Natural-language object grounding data
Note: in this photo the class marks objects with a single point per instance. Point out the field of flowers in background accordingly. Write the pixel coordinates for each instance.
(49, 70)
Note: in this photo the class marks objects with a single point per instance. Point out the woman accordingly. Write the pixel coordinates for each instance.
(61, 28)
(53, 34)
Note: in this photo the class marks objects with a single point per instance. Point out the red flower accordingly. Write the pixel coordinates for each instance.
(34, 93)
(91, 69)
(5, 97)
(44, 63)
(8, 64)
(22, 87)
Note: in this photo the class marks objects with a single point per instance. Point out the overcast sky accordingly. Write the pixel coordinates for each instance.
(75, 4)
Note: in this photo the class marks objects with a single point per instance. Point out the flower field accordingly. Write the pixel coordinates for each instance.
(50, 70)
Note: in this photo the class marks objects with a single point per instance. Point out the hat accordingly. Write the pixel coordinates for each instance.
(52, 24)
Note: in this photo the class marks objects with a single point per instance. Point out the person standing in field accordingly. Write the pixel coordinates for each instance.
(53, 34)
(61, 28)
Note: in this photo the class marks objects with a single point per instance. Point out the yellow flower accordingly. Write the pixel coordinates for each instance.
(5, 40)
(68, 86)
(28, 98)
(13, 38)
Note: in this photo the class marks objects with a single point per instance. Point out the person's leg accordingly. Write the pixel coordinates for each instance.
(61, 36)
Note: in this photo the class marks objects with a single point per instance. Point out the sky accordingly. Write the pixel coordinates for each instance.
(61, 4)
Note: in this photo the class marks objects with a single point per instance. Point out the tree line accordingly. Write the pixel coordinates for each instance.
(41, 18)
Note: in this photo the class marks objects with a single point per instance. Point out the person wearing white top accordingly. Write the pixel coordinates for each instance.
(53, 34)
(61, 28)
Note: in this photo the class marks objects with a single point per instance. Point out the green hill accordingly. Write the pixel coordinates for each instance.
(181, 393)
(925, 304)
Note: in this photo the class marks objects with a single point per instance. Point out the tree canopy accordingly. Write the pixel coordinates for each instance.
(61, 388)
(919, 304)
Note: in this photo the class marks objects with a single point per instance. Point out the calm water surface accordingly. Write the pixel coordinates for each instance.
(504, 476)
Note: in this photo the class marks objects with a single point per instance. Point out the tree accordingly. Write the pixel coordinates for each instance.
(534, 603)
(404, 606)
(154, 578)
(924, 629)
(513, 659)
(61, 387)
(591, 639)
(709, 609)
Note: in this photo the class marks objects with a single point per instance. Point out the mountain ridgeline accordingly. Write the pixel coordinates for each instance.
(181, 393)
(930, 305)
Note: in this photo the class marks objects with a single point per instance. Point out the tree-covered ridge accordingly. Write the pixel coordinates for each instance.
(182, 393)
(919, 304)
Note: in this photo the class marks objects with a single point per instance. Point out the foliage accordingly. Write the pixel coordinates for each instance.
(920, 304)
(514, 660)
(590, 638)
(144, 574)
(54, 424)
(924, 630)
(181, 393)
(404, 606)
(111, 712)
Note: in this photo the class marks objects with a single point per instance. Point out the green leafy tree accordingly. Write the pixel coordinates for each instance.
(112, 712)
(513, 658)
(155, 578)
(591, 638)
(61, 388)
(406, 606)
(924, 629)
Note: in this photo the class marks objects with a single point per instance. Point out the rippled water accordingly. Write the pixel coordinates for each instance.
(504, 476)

■ **Problem requirements**
Write each entry out again. Do not change a word.

■ **Written answer**
Note: in this photo the class marks objects with a single point per instance. Point out the field of flowers in background accordingly. Write the pixel coordinates for each instance.
(49, 70)
Note: in this photo the class marks objects with a single point per instance. Point out the woman accordingly. Write the pixel coordinates for each instance.
(61, 28)
(53, 34)
Note: in this photo the class marks objects with a single point per instance. Point out the red flower accordingly. Write the pixel coordinates for each instance.
(34, 93)
(91, 69)
(5, 97)
(44, 63)
(8, 64)
(22, 87)
Note: in this photo the class marks objects with a single point per instance. Point out the overcast sky accordingly. Write the pixel coordinates for each instance.
(75, 4)
Note: in this photo the class marks objects with a single point per instance. Point out the flower field accordingly. Write the pixel coordinates for each instance.
(50, 70)
Note: in this photo the class marks objects with a single point per instance. Point out the hat accordingly. Write the pixel coordinates for each instance.
(52, 24)
Note: in this photo the class marks objects with a single point per instance. Point out the person standing in field accordingly. Write the pixel coordinates for each instance.
(53, 34)
(61, 28)
Note: in this photo the class marks objects with a single point per instance. Point out the yellow flower accordingly. Write the pixel coordinates for each instance.
(5, 40)
(68, 86)
(28, 98)
(13, 38)
Note: in this photo the class marks objects with a single point per instance. Point out the person's leg accordingly. Write the pixel coordinates for each instance.
(61, 36)
Note: in this photo the class marks objects with a single point per instance. Point out the sky accordingly. Write the pixel coordinates for each instance.
(61, 4)
Note: in this photo the class marks objects with a single point per instance. Point out the tree line accordingly. Write the pixel coordinates for each instance.
(41, 18)
Note: in this photo the class marks objects with a single point per instance. Point out the person wearing white top accordingly. Write the pixel coordinates for each instance.
(53, 34)
(61, 28)
Note: in this photo the class marks objects with a single point per instance. Point out the green hill accordingly. Write the pixel coordinates for each instance.
(181, 393)
(925, 304)
Note: in this photo the class marks objects with a single point per instance. Point out the tree canopy accordingly. Write the pixel coordinates for each instance.
(61, 388)
(919, 304)
Note: in this photo the class marks objects with a single point per instance. Point out the calm water surface accordingly. Write the pixel coordinates for each instance.
(504, 476)
Note: in this photo the class marks objects with a single point per instance. Point out the tree accordingly. Write the pixel coordinates for each instance.
(534, 603)
(404, 606)
(154, 578)
(924, 629)
(513, 659)
(61, 387)
(591, 639)
(709, 609)
Note: in this photo the class marks objects with a single point per instance. Point out the mountain ridgeline accordingly. Write the pixel coordinates for each instance.
(181, 393)
(930, 305)
Note: in this photo the class marks objects with a single point per instance. Point out the tree-covered ridge accordingly. Write the pixel coordinates for each instance.
(182, 393)
(919, 304)
Note: in this photo the class marks objects with a single point per instance. Point out the foliage accordingly. Write the pixel coordinates for each instance.
(920, 304)
(514, 660)
(590, 638)
(144, 574)
(54, 424)
(924, 630)
(181, 393)
(404, 606)
(111, 712)
Note: in this photo the class marks objects with a single point per instance. Point out the green leafy tree accordingly. Write the pixel coordinates for each instance.
(112, 712)
(513, 658)
(155, 578)
(591, 638)
(61, 388)
(406, 606)
(924, 629)
Note: in this photo the class marks objects with a single point per instance. Point out the rippled water accordingly. Write the pixel coordinates for each instance.
(504, 476)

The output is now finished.